-- EXCERPT TO READ start --

Start exploration of oneTBB parallelization efficiency with Hotspots. Look at the Effective CPU Utilization Histogram to see the parallelization level of your application. Note that the histogram reflects the parallelization levels of your application based on the effective time spent subtracting time spent in threading runtimes.

If you see a significant portion of your elapsed time spent with Idle or Poor CPU utilization, explore the Top Hotspots table. Flagged oneTBB functions might mean that the application spends CPU time in the oneTBB runtime because of parallel inefficiencies like scheduling overhead or imbalance. To discover the reason, hover over the flag.

The Bottom-up tab can give you more details about synchronization or overhead in particular oneTBB constructs. Expand the Spin Time and Overhead Time columns in the grid to determine why a particular oneTBB runtime function had a higher than usual execution time. oneTBB runtime functions are flagged when they consume more than 5% of the CPU time.

For example, an oneTBB runtime function with a high Scheduling value may indicate that your application has threading work divided into small pieces, which leads to excessive scheduling overhead as the application calls to the runtime. You can resolve this issue by increasing the threading chunk size.

If there is an idle wait time when the oneTBB runtime does not burn the CPU on synchronization, it is useful to run the Threading analysis to explore synchronization bottlenecks that can prevent effective CPU utilization. VTune Profiler recognizes all types of Intel TBB synchronization objects. If you assign a meaningful name to an object you create in the source code, the VTune Profiler recognizes and represents it in the Result tab. For performance reasons, this functionality is not enabled by default in oneTBB headers. To make the user-defined objects visible to the VTune Profiler, recompile your application with TBB_USE_THREADING_TOOLS set to 1.

To display an overhead introduced by oneTBB library internals, the VTune Profiler creates a pseudo synchronization object TBB Scheduler that includes all waits from the oneTBB runtime libraries.

-- EXCERPT TO READ end --

**SHORT PROBLEM 1**
According to the passage on oneTBB profiling, at what share of CPU time are oneTBB runtime functions flagged?
**SHORT PROBLEM 2**
Print a portion of the passage on oneTBB profiling word for word, beginning at the words "If you see a" and stopping after "the CPU time.".
The material below has no connection to the passage on oneTBB profiling.

-- RECORDS SHOWN start --

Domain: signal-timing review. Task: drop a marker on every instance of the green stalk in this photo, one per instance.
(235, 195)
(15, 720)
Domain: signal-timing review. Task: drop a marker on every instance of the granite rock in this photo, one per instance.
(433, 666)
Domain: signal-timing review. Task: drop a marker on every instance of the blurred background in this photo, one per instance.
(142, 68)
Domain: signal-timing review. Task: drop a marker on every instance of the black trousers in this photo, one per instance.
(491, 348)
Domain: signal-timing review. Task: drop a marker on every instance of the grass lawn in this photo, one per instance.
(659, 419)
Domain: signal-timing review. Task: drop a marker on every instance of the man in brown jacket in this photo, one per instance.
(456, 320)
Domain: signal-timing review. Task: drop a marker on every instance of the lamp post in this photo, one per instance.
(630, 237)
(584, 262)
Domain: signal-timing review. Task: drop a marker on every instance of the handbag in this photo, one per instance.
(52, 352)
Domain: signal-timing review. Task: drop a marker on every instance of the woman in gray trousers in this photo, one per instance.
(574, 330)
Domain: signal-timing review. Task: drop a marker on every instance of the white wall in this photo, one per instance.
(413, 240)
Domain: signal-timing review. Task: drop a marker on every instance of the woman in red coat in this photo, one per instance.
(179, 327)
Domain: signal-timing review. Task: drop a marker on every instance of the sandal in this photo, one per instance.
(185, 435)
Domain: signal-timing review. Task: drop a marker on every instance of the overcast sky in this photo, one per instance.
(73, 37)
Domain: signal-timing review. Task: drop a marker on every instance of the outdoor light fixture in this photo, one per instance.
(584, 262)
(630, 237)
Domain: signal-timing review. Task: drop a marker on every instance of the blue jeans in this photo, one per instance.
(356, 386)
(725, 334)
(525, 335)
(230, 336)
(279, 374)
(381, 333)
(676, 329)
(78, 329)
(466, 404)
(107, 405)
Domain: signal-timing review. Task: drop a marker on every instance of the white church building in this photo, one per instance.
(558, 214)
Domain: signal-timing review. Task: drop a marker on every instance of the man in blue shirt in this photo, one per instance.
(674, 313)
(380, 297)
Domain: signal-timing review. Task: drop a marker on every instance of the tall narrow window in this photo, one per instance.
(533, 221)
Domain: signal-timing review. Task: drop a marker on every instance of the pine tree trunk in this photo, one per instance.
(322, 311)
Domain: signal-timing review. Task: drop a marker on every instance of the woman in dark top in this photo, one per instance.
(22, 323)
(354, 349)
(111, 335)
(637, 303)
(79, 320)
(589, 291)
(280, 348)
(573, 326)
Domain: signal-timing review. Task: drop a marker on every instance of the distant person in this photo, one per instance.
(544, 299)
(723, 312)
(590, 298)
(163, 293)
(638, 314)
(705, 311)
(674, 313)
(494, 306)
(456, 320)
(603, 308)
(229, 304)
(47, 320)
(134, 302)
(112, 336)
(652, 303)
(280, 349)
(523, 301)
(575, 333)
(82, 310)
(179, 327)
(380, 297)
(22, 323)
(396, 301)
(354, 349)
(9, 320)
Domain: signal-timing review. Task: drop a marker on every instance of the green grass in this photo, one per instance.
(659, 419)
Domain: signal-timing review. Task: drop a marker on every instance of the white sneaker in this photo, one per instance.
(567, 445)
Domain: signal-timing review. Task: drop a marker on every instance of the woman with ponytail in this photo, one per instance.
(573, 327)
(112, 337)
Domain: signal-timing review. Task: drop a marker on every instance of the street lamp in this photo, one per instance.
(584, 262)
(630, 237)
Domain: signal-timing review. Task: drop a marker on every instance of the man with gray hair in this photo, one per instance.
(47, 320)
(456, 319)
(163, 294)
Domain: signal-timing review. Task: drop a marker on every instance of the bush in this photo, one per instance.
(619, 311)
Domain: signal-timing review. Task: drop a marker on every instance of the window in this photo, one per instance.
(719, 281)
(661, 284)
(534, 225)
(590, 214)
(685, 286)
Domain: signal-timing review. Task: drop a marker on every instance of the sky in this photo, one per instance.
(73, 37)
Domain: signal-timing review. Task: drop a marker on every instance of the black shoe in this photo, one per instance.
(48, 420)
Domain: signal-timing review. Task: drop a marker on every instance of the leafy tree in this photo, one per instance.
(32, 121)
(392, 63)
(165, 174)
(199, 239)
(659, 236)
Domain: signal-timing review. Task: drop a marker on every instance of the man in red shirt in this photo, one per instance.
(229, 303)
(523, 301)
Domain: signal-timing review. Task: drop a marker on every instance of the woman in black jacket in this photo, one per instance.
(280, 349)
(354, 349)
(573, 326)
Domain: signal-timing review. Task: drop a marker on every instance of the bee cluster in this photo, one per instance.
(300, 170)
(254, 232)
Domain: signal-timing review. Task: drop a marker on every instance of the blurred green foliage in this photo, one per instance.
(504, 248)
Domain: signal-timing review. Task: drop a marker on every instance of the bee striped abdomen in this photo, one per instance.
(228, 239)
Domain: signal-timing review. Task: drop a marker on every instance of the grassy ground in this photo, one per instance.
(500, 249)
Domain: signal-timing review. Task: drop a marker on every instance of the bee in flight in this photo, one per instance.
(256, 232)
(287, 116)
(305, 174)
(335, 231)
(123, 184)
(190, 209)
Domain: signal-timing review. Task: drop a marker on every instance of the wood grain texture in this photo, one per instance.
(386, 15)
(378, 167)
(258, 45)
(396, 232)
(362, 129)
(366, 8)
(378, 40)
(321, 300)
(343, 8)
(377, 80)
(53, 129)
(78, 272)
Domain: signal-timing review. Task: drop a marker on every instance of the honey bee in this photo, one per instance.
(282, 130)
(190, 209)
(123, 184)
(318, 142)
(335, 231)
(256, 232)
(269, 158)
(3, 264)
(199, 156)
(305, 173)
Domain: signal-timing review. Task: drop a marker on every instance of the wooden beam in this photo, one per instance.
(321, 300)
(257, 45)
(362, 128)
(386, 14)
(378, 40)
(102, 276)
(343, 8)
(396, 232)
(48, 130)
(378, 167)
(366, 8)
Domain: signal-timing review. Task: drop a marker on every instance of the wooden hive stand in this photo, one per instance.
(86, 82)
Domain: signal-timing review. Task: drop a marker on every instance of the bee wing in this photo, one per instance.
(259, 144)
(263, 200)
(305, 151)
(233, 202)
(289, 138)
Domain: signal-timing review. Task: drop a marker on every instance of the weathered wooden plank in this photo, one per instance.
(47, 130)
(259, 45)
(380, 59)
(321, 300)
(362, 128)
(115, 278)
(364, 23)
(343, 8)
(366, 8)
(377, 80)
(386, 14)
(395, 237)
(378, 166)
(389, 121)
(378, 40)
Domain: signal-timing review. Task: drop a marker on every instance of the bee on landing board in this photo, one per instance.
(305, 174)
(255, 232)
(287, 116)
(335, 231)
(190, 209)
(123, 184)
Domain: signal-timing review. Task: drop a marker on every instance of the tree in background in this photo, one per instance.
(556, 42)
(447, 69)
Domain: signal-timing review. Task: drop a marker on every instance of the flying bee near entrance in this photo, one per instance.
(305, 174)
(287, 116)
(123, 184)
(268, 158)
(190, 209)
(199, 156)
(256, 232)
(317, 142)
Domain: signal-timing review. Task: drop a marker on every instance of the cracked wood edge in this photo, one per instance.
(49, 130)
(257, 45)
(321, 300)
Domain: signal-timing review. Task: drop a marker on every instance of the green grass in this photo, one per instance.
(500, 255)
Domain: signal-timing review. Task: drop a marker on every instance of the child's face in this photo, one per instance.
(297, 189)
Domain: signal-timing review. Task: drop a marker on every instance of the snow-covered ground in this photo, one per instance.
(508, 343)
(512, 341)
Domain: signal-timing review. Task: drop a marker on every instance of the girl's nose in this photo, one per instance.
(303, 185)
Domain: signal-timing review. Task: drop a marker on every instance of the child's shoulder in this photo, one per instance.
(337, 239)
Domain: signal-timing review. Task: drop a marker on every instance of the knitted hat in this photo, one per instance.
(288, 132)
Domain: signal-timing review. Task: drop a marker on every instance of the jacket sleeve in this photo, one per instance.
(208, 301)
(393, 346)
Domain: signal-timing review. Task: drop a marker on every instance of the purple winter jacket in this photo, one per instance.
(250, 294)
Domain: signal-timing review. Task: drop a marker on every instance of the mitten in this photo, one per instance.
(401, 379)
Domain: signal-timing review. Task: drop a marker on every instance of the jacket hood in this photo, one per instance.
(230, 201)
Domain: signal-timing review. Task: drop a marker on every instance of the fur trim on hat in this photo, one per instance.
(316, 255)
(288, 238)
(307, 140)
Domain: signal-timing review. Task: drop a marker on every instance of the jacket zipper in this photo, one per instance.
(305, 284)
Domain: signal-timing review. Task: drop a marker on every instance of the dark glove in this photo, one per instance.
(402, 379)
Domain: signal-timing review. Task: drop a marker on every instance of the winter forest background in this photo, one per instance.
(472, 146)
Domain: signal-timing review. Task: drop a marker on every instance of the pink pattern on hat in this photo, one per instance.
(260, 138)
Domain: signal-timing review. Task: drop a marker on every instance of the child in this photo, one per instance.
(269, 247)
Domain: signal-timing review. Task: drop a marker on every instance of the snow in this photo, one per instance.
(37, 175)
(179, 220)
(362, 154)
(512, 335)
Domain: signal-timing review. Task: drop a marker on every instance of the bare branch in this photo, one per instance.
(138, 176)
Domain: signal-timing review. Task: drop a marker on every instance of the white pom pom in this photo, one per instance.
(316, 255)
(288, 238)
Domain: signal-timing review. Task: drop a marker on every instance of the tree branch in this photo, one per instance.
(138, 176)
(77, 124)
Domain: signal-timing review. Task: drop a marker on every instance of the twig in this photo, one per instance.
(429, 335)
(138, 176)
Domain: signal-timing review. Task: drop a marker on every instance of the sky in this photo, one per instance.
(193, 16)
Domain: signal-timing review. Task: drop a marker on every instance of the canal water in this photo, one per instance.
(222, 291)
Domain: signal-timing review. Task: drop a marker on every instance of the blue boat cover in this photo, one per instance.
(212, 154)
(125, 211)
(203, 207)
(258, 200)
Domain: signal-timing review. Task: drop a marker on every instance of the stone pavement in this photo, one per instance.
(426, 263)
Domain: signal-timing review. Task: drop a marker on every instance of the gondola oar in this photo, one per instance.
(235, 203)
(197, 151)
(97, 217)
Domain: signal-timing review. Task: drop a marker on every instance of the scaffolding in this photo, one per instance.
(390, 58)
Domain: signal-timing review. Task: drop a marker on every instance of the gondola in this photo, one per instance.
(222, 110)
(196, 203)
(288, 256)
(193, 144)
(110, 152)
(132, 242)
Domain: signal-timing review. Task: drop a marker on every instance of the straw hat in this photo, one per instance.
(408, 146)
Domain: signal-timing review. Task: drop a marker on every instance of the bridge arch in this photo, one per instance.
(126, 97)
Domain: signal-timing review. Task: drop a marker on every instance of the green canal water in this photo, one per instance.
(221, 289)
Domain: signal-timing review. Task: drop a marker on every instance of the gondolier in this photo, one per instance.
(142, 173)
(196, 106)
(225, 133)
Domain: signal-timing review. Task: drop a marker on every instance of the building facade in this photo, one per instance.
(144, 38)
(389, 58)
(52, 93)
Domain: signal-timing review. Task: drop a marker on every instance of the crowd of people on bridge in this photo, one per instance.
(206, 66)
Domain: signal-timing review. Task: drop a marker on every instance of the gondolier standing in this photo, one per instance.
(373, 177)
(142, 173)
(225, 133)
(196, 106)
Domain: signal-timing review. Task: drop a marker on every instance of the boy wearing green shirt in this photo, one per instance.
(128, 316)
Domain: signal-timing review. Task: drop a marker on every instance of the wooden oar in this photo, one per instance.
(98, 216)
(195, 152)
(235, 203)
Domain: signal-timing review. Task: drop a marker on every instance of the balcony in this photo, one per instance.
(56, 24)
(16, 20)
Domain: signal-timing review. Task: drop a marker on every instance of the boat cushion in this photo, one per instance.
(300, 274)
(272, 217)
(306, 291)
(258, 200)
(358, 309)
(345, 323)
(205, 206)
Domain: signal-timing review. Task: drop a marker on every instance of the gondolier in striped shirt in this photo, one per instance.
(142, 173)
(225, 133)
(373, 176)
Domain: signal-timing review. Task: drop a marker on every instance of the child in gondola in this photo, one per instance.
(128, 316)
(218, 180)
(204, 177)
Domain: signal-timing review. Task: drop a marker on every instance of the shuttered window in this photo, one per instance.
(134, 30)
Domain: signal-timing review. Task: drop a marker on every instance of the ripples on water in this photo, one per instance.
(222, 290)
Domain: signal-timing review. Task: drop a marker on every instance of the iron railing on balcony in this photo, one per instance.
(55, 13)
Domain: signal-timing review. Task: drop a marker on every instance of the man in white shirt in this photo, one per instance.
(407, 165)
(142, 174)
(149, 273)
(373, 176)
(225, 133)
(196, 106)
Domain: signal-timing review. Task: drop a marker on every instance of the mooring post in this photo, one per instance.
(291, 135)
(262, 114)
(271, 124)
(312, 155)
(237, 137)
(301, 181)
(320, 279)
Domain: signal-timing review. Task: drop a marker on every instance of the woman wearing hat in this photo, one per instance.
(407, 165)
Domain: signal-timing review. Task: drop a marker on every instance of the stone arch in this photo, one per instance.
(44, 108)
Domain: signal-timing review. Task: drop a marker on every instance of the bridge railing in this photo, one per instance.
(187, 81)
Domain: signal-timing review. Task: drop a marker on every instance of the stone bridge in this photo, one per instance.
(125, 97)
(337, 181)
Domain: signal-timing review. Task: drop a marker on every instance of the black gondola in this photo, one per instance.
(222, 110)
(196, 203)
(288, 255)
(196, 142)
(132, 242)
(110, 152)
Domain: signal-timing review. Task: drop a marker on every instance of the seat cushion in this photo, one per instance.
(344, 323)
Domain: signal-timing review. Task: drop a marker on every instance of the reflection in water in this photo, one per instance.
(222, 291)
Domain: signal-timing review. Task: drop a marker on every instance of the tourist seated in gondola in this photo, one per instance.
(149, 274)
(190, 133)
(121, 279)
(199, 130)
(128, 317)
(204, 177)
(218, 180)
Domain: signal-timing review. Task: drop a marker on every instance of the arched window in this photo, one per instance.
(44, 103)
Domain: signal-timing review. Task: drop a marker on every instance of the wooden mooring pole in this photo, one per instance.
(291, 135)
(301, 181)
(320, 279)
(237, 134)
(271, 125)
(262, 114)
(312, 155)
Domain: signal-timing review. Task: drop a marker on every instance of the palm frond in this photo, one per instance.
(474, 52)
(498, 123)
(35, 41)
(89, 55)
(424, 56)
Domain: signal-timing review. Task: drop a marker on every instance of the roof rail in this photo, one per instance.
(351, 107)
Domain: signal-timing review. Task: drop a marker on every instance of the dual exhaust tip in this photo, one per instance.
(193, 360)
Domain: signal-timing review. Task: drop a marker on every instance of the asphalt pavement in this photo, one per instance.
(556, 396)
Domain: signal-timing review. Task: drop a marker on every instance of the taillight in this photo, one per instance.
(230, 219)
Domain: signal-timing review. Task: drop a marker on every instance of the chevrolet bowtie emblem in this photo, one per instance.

-- RECORDS SHOWN end --

**PROBLEM SOLUTION 1**
When they consume more than 5% of the CPU time.

**PROBLEM SOLUTION 2**
If you see a significant portion of your elapsed time spent with Idle or Poor CPU utilization, explore the Top Hotspots table. Flagged oneTBB functions might mean that the application spends CPU time in the oneTBB runtime because of parallel inefficiencies like scheduling overhead or imbalance. To discover the reason, hover over the flag.

The Bottom-up tab can give you more details about synchronization or overhead in particular oneTBB constructs. Expand the Spin Time and Overhead Time columns in the grid to determine why a particular oneTBB runtime function had a higher than usual execution time. oneTBB runtime functions are flagged when they consume more than 5% of the CPU time.